What you return should be every line below, word for word, and none of the images.

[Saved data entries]
________________
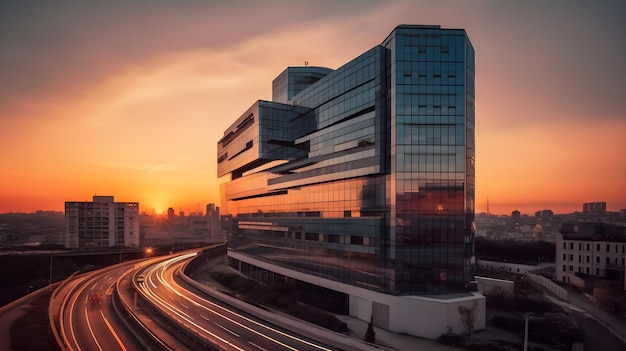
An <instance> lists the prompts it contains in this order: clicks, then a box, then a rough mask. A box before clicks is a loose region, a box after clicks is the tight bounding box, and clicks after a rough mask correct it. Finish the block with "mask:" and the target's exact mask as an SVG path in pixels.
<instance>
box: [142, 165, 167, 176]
mask: <svg viewBox="0 0 626 351" xmlns="http://www.w3.org/2000/svg"><path fill="white" fill-rule="evenodd" d="M165 167H167V164H162V165H158V166H156V167H152V168H150V170H149V171H148V173H146V177H147V176H149V175H150V174H152V173H154V172H156V171H160V170H162V169H164V168H165Z"/></svg>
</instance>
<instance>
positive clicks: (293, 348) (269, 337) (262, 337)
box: [147, 253, 332, 351]
mask: <svg viewBox="0 0 626 351" xmlns="http://www.w3.org/2000/svg"><path fill="white" fill-rule="evenodd" d="M195 255H196V254H195V253H193V254H187V255H181V256H178V257H174V258H171V259H168V260H165V261H162V262H160V263H158V264H156V265H154V266H152V267H151V268H150V270H149V273H147V274H149V275H150V276H152V275H155V276H156V279H157V281H158V282H159V283H161V284H162V285H163V286H165V287H167V289H169V290H170V291H172V292H173V293H174V294H176V295H178V296H180V297H182V298H183V299H185V300H187V301H189V302H191V303H192V304H194V305H195V306H197V307H200V308H202V309H204V310H206V311H208V312H211V313H213V314H215V315H217V316H219V317H221V318H223V319H225V320H227V321H229V322H231V323H233V324H235V325H237V326H239V327H240V328H243V329H245V330H248V331H249V332H251V333H253V334H256V335H257V336H259V337H262V338H265V339H267V340H269V341H271V342H273V343H275V344H277V345H280V346H282V347H284V348H286V349H289V350H292V351H297V350H298V349H297V348H294V347H291V346H289V345H287V344H285V343H283V342H281V341H279V340H276V339H274V338H272V337H270V336H268V335H265V334H263V333H261V332H259V331H257V330H256V329H253V328H251V327H249V326H247V325H244V324H242V323H240V322H237V321H236V320H234V319H232V318H230V317H228V316H226V315H224V314H221V313H219V312H217V311H216V310H214V309H212V308H209V307H207V306H205V305H203V304H201V303H199V302H196V301H194V300H193V299H191V298H189V297H187V296H185V295H183V294H182V293H181V292H180V291H179V289H182V287H181V286H180V285H177V288H178V289H177V288H175V287H173V286H172V285H171V284H169V282H168V281H167V279H166V278H165V276H164V273H165V271H167V270H168V269H169V267H171V266H173V265H175V264H177V263H179V262H180V261H182V260H185V259H188V258H190V257H192V256H195ZM172 269H173V268H172ZM173 281H174V280H173V279H172V282H173ZM187 293H188V294H189V295H190V296H193V297H194V298H195V299H198V300H200V301H202V302H203V303H206V304H208V305H210V306H212V307H214V308H219V309H223V307H221V306H219V305H217V304H215V303H213V302H211V301H207V300H205V299H203V298H202V297H200V296H198V295H196V294H194V293H193V292H191V291H187ZM229 312H230V313H231V314H232V315H234V316H237V317H239V318H241V319H243V320H245V321H246V322H249V323H252V324H254V325H256V326H259V327H261V328H263V329H266V330H268V331H271V332H274V333H276V334H279V335H282V336H284V337H287V338H289V339H292V340H294V341H296V342H300V343H303V344H305V345H308V346H311V347H314V348H316V349H319V350H323V351H332V349H329V348H326V347H323V346H320V345H317V344H314V343H312V342H309V341H307V340H303V339H300V338H298V337H296V336H293V335H290V334H287V333H285V332H283V331H280V330H277V329H274V328H272V327H270V326H268V325H265V324H263V323H260V322H257V321H255V320H253V319H250V318H248V317H245V316H243V315H241V314H238V313H236V312H234V311H229ZM181 313H182V311H181ZM203 317H204V316H203ZM205 319H207V320H208V318H205Z"/></svg>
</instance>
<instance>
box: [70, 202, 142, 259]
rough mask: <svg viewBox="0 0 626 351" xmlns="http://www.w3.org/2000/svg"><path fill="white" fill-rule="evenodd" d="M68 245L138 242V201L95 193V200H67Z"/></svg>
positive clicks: (93, 247)
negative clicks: (121, 201)
mask: <svg viewBox="0 0 626 351" xmlns="http://www.w3.org/2000/svg"><path fill="white" fill-rule="evenodd" d="M65 225H66V235H65V247H67V248H72V249H78V248H97V247H109V246H126V247H138V246H139V203H138V202H115V201H114V199H113V196H94V197H93V201H92V202H88V201H84V202H73V201H68V202H66V203H65Z"/></svg>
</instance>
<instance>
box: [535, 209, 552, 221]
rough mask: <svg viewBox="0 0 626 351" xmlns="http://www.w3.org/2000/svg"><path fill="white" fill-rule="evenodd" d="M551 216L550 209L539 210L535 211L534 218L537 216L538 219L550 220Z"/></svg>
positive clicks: (543, 219) (551, 214) (537, 218)
mask: <svg viewBox="0 0 626 351" xmlns="http://www.w3.org/2000/svg"><path fill="white" fill-rule="evenodd" d="M553 216H554V212H553V211H552V210H541V211H537V212H535V218H537V219H538V220H544V221H547V220H551V219H552V217H553Z"/></svg>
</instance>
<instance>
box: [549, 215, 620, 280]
mask: <svg viewBox="0 0 626 351" xmlns="http://www.w3.org/2000/svg"><path fill="white" fill-rule="evenodd" d="M625 252H626V227H624V226H619V225H610V224H607V223H563V226H562V228H561V230H560V232H559V234H558V235H557V244H556V277H557V279H558V280H559V281H561V282H566V283H569V282H571V280H572V279H571V275H572V274H576V275H589V276H595V277H601V278H606V279H609V280H621V279H624V258H625V255H626V254H625Z"/></svg>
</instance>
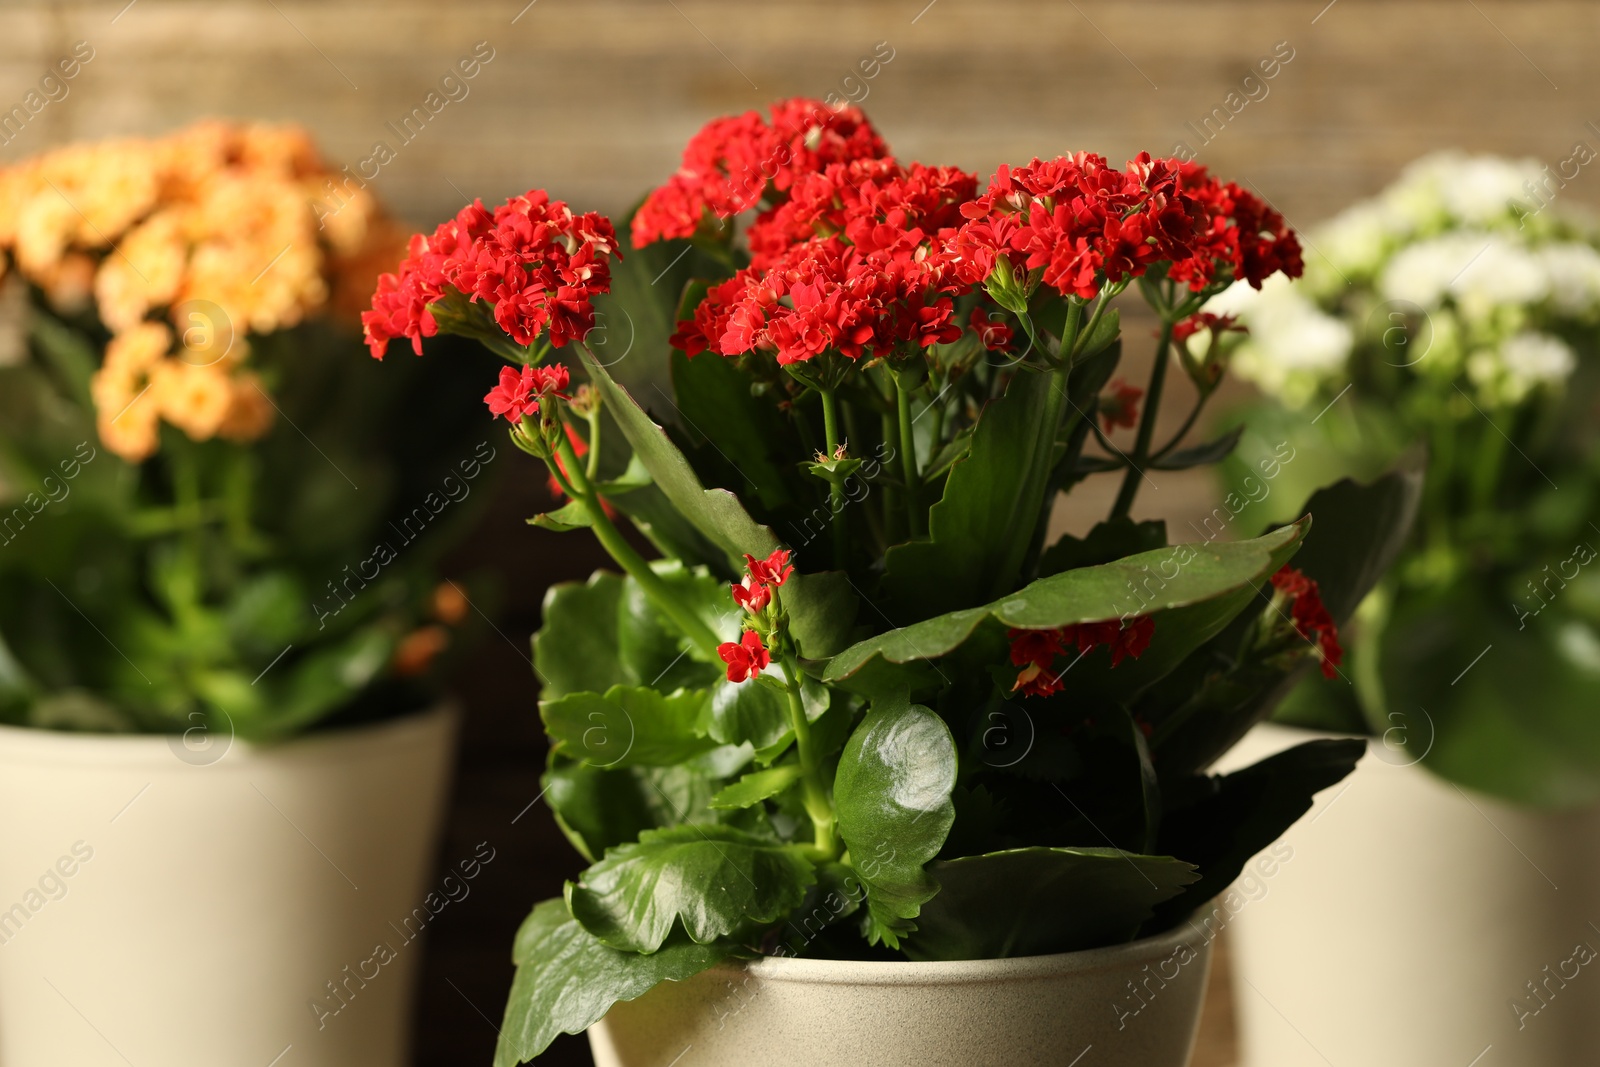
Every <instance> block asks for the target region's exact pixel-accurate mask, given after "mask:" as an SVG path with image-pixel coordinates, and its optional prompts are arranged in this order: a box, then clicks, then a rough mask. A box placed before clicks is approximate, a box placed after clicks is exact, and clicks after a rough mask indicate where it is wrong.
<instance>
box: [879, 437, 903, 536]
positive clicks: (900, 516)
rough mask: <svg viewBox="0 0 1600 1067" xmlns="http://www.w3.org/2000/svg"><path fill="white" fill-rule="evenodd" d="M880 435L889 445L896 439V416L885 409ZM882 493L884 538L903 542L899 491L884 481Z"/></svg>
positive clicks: (883, 530) (881, 491) (883, 442)
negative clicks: (885, 410)
mask: <svg viewBox="0 0 1600 1067" xmlns="http://www.w3.org/2000/svg"><path fill="white" fill-rule="evenodd" d="M878 435H880V437H882V438H883V443H885V445H888V443H890V442H893V440H894V418H893V416H891V414H890V413H888V411H885V413H883V414H882V424H880V432H878ZM880 493H882V494H883V539H885V542H886V544H899V542H901V536H899V517H901V506H899V493H896V490H894V486H893V485H890V483H883V488H882V490H880Z"/></svg>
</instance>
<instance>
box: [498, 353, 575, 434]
mask: <svg viewBox="0 0 1600 1067" xmlns="http://www.w3.org/2000/svg"><path fill="white" fill-rule="evenodd" d="M568 381H570V376H568V373H566V368H565V366H562V365H560V363H554V365H550V366H523V368H522V373H520V374H518V373H517V371H515V370H512V368H509V366H502V368H501V381H499V386H496V387H494V389H491V390H490V392H488V395H486V397H483V403H486V405H488V406H490V414H494V416H506V421H507V422H510V424H512V426H515V424H517V422H520V421H522V416H525V414H533V413H534V411H538V410H539V400H542V398H547V397H560V398H562V400H566V384H568Z"/></svg>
________________
- **Result**
An <instance> lists the prompts it contains in this order: clicks, then a box, then a rough mask. A box before clicks is a loose region, a box after clicks is the tight bounding box, and clicks after a rough mask correct it. Finish the block with "mask:" and the target's exact mask as an SVG path in pixels.
<instance>
box: [142, 165, 167, 176]
mask: <svg viewBox="0 0 626 351" xmlns="http://www.w3.org/2000/svg"><path fill="white" fill-rule="evenodd" d="M165 167H167V164H162V165H158V166H156V167H152V168H150V170H149V171H148V173H146V177H147V176H149V175H150V174H152V173H154V172H156V171H160V170H162V169H164V168H165Z"/></svg>
</instance>
<instance>
positive clicks: (293, 348) (269, 337) (262, 337)
box: [147, 253, 332, 351]
mask: <svg viewBox="0 0 626 351" xmlns="http://www.w3.org/2000/svg"><path fill="white" fill-rule="evenodd" d="M195 255H196V254H195V253H193V254H187V255H181V256H178V257H174V258H171V259H168V260H165V261H162V262H160V263H158V264H156V265H154V266H152V267H151V268H150V270H149V273H147V274H149V275H150V276H152V275H155V276H156V279H157V281H158V282H159V283H161V284H162V285H163V286H165V287H167V289H169V290H170V291H172V292H173V293H174V294H176V295H178V296H180V297H182V298H183V299H185V300H187V301H189V302H191V303H192V304H194V305H195V306H197V307H200V308H202V309H204V310H206V311H208V312H211V313H213V314H215V315H217V316H219V317H221V318H223V319H225V320H227V321H229V322H231V323H233V324H235V325H237V326H239V327H240V328H243V329H245V330H248V331H249V332H251V333H253V334H256V335H257V336H259V337H262V338H265V339H267V340H269V341H271V342H273V343H275V344H277V345H280V346H282V347H284V348H286V349H289V350H292V351H297V350H298V349H297V348H294V347H291V346H289V345H287V344H285V343H283V342H281V341H279V340H276V339H274V338H272V337H270V336H268V335H265V334H263V333H261V332H259V331H257V330H256V329H253V328H251V327H249V326H247V325H244V324H242V323H240V322H237V321H236V320H234V319H232V318H230V317H228V316H226V315H224V314H221V313H219V312H217V311H216V310H214V309H212V308H209V307H207V306H205V305H203V304H201V303H199V302H196V301H194V300H193V299H191V298H189V297H187V296H185V295H183V294H182V293H181V292H180V291H179V289H182V287H181V286H180V285H177V288H178V289H177V288H175V287H173V286H172V285H171V284H169V282H168V281H167V279H166V278H165V276H164V273H165V271H167V270H168V269H169V267H171V266H173V265H175V264H177V263H179V262H180V261H182V260H185V259H188V258H190V257H192V256H195ZM172 269H173V268H172ZM173 281H174V280H173V279H172V282H173ZM187 293H188V294H189V295H190V296H193V297H194V298H195V299H198V300H200V301H202V302H203V303H206V304H208V305H210V306H212V307H214V308H219V309H223V307H221V306H219V305H217V304H215V303H213V302H211V301H207V300H205V299H203V298H202V297H200V296H198V295H196V294H194V293H193V292H191V291H187ZM229 312H230V313H231V314H232V315H234V316H237V317H239V318H241V319H243V320H245V321H246V322H249V323H252V324H254V325H256V326H259V327H261V328H263V329H266V330H268V331H271V332H274V333H276V334H279V335H282V336H284V337H287V338H289V339H292V340H294V341H296V342H300V343H303V344H305V345H308V346H311V347H314V348H316V349H319V350H323V351H332V349H329V348H326V347H323V346H320V345H317V344H314V343H312V342H309V341H307V340H303V339H300V338H298V337H296V336H293V335H290V334H287V333H285V332H283V331H280V330H277V329H274V328H272V327H270V326H268V325H265V324H263V323H260V322H257V321H255V320H253V319H250V318H248V317H245V316H243V315H241V314H238V313H236V312H234V311H229ZM181 313H182V311H181ZM203 317H204V316H203ZM205 319H207V320H208V318H205Z"/></svg>
</instance>
<instance>
box: [70, 202, 142, 259]
rough mask: <svg viewBox="0 0 626 351" xmlns="http://www.w3.org/2000/svg"><path fill="white" fill-rule="evenodd" d="M68 245L138 242V201L95 193V200H67Z"/></svg>
positive clicks: (93, 247)
negative clicks: (121, 201)
mask: <svg viewBox="0 0 626 351" xmlns="http://www.w3.org/2000/svg"><path fill="white" fill-rule="evenodd" d="M65 225H66V235H65V247H67V248H72V249H78V248H97V247H109V246H126V247H138V246H139V203H138V202H115V201H114V199H113V196H94V197H93V201H92V202H88V201H84V202H73V201H68V202H66V203H65Z"/></svg>
</instance>
<instance>
box: [535, 209, 552, 221]
rough mask: <svg viewBox="0 0 626 351" xmlns="http://www.w3.org/2000/svg"><path fill="white" fill-rule="evenodd" d="M551 216L550 209L539 210L535 211L534 218L537 216L538 219L550 220Z"/></svg>
positive clicks: (543, 219) (551, 214) (537, 218)
mask: <svg viewBox="0 0 626 351" xmlns="http://www.w3.org/2000/svg"><path fill="white" fill-rule="evenodd" d="M553 216H554V212H553V211H552V210H541V211H537V212H535V218H537V219H538V220H544V221H547V220H551V219H552V217H553Z"/></svg>
</instance>
<instance>
box: [549, 215, 620, 280]
mask: <svg viewBox="0 0 626 351" xmlns="http://www.w3.org/2000/svg"><path fill="white" fill-rule="evenodd" d="M625 252H626V227H624V226H619V225H610V224H607V223H563V226H562V228H561V230H560V232H559V234H558V235H557V244H556V277H557V279H558V280H559V281H561V282H566V283H569V282H571V280H572V279H571V275H572V274H576V275H589V276H595V277H601V278H606V279H609V280H621V279H624V258H625V255H626V254H625Z"/></svg>
</instance>
Every <instance> block asks for the target region's exact pixel-accurate mask, given after "mask:" as an SVG path with image-pixel coordinates, and its optional prompts are arranged in this order: a box, then clicks, then a rough mask. A box placed before clicks is approximate, a box placed after clicks is exact, and clicks after a rough mask indicate where it is wrong.
<instance>
box: [879, 437, 903, 536]
positive clicks: (900, 516)
rough mask: <svg viewBox="0 0 1600 1067" xmlns="http://www.w3.org/2000/svg"><path fill="white" fill-rule="evenodd" d="M880 435L889 445L896 439V416L885 409ZM882 493L884 538L903 542L899 491L884 481Z"/></svg>
positive clicks: (883, 530) (881, 491) (883, 442)
negative clicks: (885, 410)
mask: <svg viewBox="0 0 1600 1067" xmlns="http://www.w3.org/2000/svg"><path fill="white" fill-rule="evenodd" d="M878 435H880V437H882V438H883V443H885V445H888V443H890V442H893V440H894V418H893V416H891V414H890V413H888V411H885V413H883V414H882V424H880V432H878ZM880 493H882V494H883V539H885V542H886V544H899V542H901V536H899V517H901V506H899V493H896V490H894V486H893V485H890V483H883V488H882V490H880Z"/></svg>
</instance>
<instance>
box: [498, 353, 575, 434]
mask: <svg viewBox="0 0 1600 1067" xmlns="http://www.w3.org/2000/svg"><path fill="white" fill-rule="evenodd" d="M568 381H570V376H568V373H566V368H565V366H562V365H560V363H554V365H550V366H523V368H522V373H520V374H518V373H517V371H515V370H512V368H509V366H502V368H501V381H499V386H496V387H494V389H491V390H490V392H488V395H486V397H483V403H486V405H488V406H490V414H494V416H506V421H507V422H510V424H512V426H515V424H517V422H520V421H522V416H525V414H533V413H534V411H538V410H539V400H542V398H547V397H560V398H562V400H566V384H568Z"/></svg>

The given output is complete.